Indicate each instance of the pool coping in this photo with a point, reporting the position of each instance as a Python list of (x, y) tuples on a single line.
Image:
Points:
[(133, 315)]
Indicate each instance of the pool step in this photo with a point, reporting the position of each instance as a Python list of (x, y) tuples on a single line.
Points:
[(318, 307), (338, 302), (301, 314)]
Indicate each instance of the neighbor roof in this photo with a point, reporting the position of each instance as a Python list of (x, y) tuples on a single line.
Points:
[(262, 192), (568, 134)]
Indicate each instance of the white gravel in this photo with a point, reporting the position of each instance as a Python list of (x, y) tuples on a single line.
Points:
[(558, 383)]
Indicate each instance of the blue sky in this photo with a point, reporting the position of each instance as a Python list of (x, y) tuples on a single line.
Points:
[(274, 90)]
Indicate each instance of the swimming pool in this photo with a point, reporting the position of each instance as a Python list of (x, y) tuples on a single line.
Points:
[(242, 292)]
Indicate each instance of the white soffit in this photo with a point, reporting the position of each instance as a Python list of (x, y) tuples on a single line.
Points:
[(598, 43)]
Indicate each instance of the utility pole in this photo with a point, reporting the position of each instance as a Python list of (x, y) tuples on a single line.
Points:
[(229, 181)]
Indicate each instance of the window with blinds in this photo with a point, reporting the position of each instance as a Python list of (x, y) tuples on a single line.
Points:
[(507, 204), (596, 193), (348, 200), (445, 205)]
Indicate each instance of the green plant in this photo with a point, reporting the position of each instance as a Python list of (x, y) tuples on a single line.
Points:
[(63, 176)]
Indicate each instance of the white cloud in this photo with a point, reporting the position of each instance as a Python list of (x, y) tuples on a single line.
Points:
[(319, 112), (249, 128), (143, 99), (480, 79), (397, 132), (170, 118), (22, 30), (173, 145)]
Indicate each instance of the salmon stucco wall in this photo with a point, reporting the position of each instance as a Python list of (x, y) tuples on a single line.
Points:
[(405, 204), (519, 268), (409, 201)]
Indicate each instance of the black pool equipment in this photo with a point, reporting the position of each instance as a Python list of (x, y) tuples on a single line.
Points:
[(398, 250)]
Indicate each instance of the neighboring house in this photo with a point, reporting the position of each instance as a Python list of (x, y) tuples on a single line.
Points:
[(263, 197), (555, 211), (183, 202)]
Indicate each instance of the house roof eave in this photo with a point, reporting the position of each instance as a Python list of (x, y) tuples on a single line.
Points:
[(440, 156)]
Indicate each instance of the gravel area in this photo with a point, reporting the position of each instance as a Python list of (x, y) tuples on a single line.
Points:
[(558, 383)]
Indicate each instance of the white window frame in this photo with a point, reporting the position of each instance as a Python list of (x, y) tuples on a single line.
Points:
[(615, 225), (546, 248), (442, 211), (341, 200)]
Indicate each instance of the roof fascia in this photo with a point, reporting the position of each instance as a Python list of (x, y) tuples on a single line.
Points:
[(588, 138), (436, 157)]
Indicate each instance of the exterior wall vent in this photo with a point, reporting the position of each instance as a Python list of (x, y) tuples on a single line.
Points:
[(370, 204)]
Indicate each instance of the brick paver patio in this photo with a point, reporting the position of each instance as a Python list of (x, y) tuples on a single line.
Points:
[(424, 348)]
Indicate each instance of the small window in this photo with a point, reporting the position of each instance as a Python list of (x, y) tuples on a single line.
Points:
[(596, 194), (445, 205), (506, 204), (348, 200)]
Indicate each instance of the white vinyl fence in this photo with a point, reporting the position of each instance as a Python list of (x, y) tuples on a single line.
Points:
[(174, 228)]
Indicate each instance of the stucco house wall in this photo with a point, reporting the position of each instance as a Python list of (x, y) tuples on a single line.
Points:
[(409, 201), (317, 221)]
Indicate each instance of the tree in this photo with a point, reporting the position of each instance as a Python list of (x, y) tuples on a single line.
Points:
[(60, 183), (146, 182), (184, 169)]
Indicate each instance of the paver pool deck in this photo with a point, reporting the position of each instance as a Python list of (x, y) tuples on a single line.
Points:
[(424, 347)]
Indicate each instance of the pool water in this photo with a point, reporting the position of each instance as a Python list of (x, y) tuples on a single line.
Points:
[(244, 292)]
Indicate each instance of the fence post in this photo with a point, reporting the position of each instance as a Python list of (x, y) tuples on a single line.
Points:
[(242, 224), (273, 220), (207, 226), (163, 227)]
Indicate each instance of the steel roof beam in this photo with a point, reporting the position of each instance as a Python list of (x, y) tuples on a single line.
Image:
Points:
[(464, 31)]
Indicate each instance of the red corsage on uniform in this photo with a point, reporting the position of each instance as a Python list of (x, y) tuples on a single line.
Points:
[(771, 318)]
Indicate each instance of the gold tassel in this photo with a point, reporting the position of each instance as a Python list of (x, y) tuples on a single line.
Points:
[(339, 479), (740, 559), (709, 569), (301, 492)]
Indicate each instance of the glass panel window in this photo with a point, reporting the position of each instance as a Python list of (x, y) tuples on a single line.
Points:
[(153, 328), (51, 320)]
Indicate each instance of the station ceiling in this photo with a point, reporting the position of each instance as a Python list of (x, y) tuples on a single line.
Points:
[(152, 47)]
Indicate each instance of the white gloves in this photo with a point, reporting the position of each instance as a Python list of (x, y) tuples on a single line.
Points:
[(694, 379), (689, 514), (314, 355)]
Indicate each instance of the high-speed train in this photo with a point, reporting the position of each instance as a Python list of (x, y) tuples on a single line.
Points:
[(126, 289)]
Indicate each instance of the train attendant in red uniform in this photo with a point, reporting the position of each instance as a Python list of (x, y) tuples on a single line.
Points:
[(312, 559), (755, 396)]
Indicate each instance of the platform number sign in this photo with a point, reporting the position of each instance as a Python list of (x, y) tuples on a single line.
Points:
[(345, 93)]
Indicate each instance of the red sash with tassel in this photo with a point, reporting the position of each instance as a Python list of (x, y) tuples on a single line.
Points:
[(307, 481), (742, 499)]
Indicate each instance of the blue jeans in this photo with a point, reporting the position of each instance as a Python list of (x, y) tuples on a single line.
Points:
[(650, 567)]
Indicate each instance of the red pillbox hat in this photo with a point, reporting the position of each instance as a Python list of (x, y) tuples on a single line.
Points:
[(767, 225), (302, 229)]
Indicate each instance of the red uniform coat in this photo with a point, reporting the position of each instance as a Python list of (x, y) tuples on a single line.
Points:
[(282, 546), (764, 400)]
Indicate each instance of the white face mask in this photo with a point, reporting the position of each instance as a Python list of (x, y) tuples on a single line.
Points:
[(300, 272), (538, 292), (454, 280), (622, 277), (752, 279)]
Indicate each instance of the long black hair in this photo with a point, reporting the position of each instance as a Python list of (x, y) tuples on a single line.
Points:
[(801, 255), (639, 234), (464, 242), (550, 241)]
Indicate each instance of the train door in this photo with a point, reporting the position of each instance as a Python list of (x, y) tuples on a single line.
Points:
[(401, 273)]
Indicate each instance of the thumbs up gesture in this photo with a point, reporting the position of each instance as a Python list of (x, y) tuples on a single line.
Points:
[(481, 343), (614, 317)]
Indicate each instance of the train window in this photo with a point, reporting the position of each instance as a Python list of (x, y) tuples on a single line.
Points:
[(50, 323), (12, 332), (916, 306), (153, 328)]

======

**Assignment**.
Give the data again exactly, line for line.

**Task solution**.
Indicate each instance of the pool coping in this photo with a point, reporting the position of each instance as a Python list of (x, y) tuples on a single line.
Image:
Points:
[(133, 315)]
Indicate each instance of the pool step in this photo with a point, reporting the position of each instance as a Python list of (x, y) tuples on a single line.
Points:
[(318, 307), (338, 302), (301, 314)]
Indicate each instance of the neighbor roof in this photo with a point, reporting the position of each instance as a Python list of (x, y) tuples on a single line.
Points:
[(262, 192), (568, 134)]
Indicate each instance of the white gravel in this photo with a point, reporting the position of each instance as a Python list of (x, y) tuples on a single line.
Points:
[(558, 383)]
Indicate each instance of the blue sky in this photo with a point, reporting the position of each instance as a Python list of (x, y) tuples on a single line.
Points:
[(274, 90)]
Indicate each instance of the swimming pool in this photo with a point, reporting the position of each instance as a Python list of (x, y) tuples on a single line.
Points:
[(242, 292)]
Indicate each instance of the white soffit in this photo with a point, reporting the position of each instance as a Python list of (x, y) tuples on a single line.
Points:
[(598, 43)]
Indicate each instance of the utility pole in this photo with a point, reporting the position of each instance as a Python list of (x, y) tuples on a single line.
Points:
[(229, 181)]
Indicate each instance of the window with blinds in this photo with a point, reporting the position of each instance as a Python list of (x, y) tuples on a single line.
Points:
[(507, 204), (596, 193), (348, 200), (445, 205)]
Indicate each instance of the green plant in this photo with a point, reporting the position of each instance as a Python list of (x, y) tuples on a single line.
Points:
[(63, 176)]
Indicate each instance of the white cloud in this photo with a point, reporting the position of each instance as a Python list of (x, y) tuples on a single line.
Points:
[(319, 112), (249, 128), (143, 99), (480, 79), (397, 132), (170, 118), (22, 30), (173, 145)]
Indicate each instance of the salmon stucco wall in this photo with a point, reporting the position of each instance as a Python list of (x, y) tuples on a single line.
Points:
[(405, 204), (519, 268), (409, 201)]
Indicate each instance of the black pool equipment in this photo with a point, reporting the position of each instance as a Python list of (x, y) tuples on a single line.
Points:
[(398, 250)]
Indicate each instance of the neighboring house in this photo with a point, reporting the position of each instance as a Python list of (x, y) tuples on a single line.
Points:
[(263, 197), (555, 211), (183, 202)]
Indicate each instance of the house roof eave in this photo with a point, reporting the position of each instance as a Python list of (x, y) tuples on a single line.
Points:
[(440, 156)]
Indicate each instance of the gravel area in this photo with a point, reporting the position of each instance as a Python list of (x, y) tuples on a single line.
Points:
[(558, 383)]
Indicate each instance of the white window frame in this photo with a point, reporting the position of each instance as a Python list of (x, y) tuples on a single line.
Points:
[(615, 225), (546, 248), (442, 211), (341, 200)]
Indicate each instance of the roof fascia in this photo with a point, reporting the position of each instance as a Python list of (x, y) tuples on a single line.
Points:
[(588, 138), (436, 157)]
Indicate each instance of the exterior wall vent in this photo with a point, reporting the position of each instance as a Python list of (x, y) tuples on a single line.
Points:
[(370, 204)]
Indicate each instance of the brick paver patio in this photo with a point, reporting the position of each instance as a Python list of (x, y) tuples on a single line.
Points:
[(424, 348)]
Indicate each instance of the small window in this photo with a point, reporting the position of each instance as a Python list of (x, y) tuples on a single line.
Points:
[(596, 194), (445, 205), (506, 204), (348, 200)]
Indicate each instance of the white vinyl fence in this photo with a point, reporting the position of each instance as a Python list of (x, y) tuples on a single line.
Points:
[(174, 228)]
Indicate each instance of the stucco house wall in this photo with a point, reporting the position of each instance as a Python list of (x, y) tuples on a single line.
Points:
[(409, 201), (317, 221)]
Indicate each instance of the tree in this photo with a point, reporting the position of each instance as a Python list of (x, y) tuples on a single line.
Points:
[(60, 183), (146, 182), (184, 169)]
Indicate each instance of the paver pool deck in this photo with a point, reporting the position of each instance as a Python list of (x, y) tuples on a single line.
Points:
[(424, 347)]
Indicate each instance of the pool water in this photo with a point, reporting the position of each instance as a Python list of (x, y) tuples on a single line.
Points:
[(244, 292)]
Indicate each instance of the fence post in this photo with a point, reporting the position of each instance as a Python list of (x, y) tuples on a single line.
Points:
[(242, 224), (273, 220), (207, 226), (163, 227)]
Indicate each instance of the steel roof beam in this photo with a point, reporting the position of each instance as a Python list of (x, y) tuples on a single line.
Image:
Points:
[(464, 31)]
Indicate each instance of the red corsage on uniform in this photo with a point, reporting the position of each instance as a Python list of (x, y) tuples on a single line.
Points:
[(771, 318)]
Indicate each instance of the gold tassel in this photo with a point, reporting the position of each instance as a Python list of (x, y) tuples on a single line.
Points:
[(339, 479), (740, 559), (709, 569), (301, 492)]
Indicate each instance of the glass panel window in this photo with a point, reporting the position of each instance as a Python list of (x, y) tuples on a single line.
Points:
[(153, 328), (51, 320)]
Indicate each instance of the station ceiling in this photo with a point, reporting the position of each instance as a Python list of (x, y) tuples on a single line.
Points:
[(152, 47)]
Indicate each instance of the white gloves in this photo with a point, reporting the position of each instance as a Python list of (x, y) tuples on a single line.
Points:
[(694, 379), (689, 514), (314, 355)]
Indicate each instance of the high-speed train in this photo with a point, reporting the position of each instance as a Python list of (x, y) tuples on a single line.
Points:
[(126, 289)]
Indicate each instance of the train attendant in red uniform in this photo with a point, reporting the position of each instance as a Python list of (x, y) tuples on a single line.
Points:
[(312, 559), (755, 396)]
Indicate each instance of the platform number sign in this photo with a point, reporting the position of each instance as a Python list of (x, y) tuples on a single line.
Points:
[(345, 93)]
Indicate each instance of the red sash with tassel in this photo with a point, reporting the position of each instance as a Python list of (x, y) tuples on a single line.
Points:
[(307, 481), (742, 499)]
Indicate each instance of the blue jeans in this photo with a point, reporting the position of each instance as a Python list of (x, y) tuples on a single line.
Points:
[(650, 567)]
Indicate each instance of the red pillbox hat in this photo with a point, reporting the position of each instance as a Python list of (x, y) tuples on a single line.
Points:
[(767, 225), (302, 229)]
Indicate each instance of the red uniform coat in this photo with a point, reporting the position of each instance as a Python list of (x, y) tuples on a single line.
Points:
[(282, 546), (764, 400)]
Indicate each instance of the white face mask in this photo with a point, reporting the position of each instance as a Python list of (x, y) tuples on a single line.
Points:
[(300, 272), (538, 292), (454, 280), (622, 277), (752, 279)]
Indicate each instance of the long black hair in this photo with a point, reporting the position of each instance as a Python list of (x, y) tuples on a single line.
Points:
[(801, 255), (639, 234), (464, 242), (550, 241)]
Indicate each instance of the train door in this photo with a point, reporting the position of each instance as a Python list of (x, y) tuples on a single line.
Points:
[(401, 273)]
Indicate each instance of the thumbs up gesture in this photo with a point, reporting the position of each instance as a Python list of (x, y) tuples on a single line.
Points:
[(481, 343), (614, 317)]
Indicate each instance of the train window in this photo with a point, reporting the position of each instance as a Python list of (x, y) tuples on a single line.
Points:
[(50, 323), (12, 332), (916, 306), (153, 328)]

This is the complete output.